SHORT TASK:
Find the line containing "return mask of snow-covered valley", then output it and every line after it through the end of the listing below, exactly as written.
#####
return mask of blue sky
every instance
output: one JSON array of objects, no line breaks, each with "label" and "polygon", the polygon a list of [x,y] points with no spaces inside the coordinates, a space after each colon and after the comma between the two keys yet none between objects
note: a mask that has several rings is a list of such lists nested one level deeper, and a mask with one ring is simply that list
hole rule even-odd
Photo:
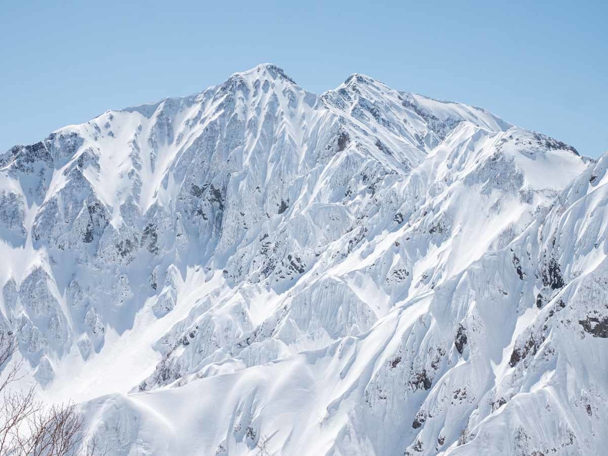
[{"label": "blue sky", "polygon": [[364,73],[608,151],[605,1],[125,2],[3,2],[0,151],[263,62],[316,93]]}]

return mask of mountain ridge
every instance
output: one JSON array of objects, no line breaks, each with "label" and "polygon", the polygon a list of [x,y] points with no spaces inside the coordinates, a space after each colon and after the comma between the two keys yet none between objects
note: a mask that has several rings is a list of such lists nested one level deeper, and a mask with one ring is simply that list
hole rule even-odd
[{"label": "mountain ridge", "polygon": [[117,454],[592,452],[605,157],[263,64],[0,156],[0,325]]}]

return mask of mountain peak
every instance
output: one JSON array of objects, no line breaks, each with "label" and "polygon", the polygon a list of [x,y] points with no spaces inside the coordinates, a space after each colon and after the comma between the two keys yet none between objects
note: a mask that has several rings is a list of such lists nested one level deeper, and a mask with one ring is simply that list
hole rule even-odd
[{"label": "mountain peak", "polygon": [[278,65],[274,63],[260,63],[256,65],[253,68],[246,70],[245,71],[235,73],[231,77],[240,76],[246,78],[253,78],[260,79],[264,77],[267,77],[272,80],[284,80],[295,84],[295,81]]}]

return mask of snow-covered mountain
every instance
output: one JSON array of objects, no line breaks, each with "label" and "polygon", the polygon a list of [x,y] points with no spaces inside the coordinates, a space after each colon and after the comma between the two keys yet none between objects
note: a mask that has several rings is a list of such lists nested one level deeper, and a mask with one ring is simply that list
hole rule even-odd
[{"label": "snow-covered mountain", "polygon": [[607,164],[259,65],[0,155],[0,325],[112,454],[601,454]]}]

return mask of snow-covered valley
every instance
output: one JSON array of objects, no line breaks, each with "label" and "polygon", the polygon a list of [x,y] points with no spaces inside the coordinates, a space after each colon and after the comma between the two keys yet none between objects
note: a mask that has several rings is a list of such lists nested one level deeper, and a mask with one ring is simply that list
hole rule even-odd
#####
ANSWER TO THIS EXERCISE:
return mask of snow-covered valley
every instance
output: one JSON array of objects, no line breaks, each with "label" and "polygon", the polygon a list of [x,y] points with no spaces inside the coordinates, a space after each colon and after the comma between the two keys yet none between objects
note: a mask that has several rings is a list of such lists nested one level deeper, and a mask with one ring is simply that list
hole rule even-odd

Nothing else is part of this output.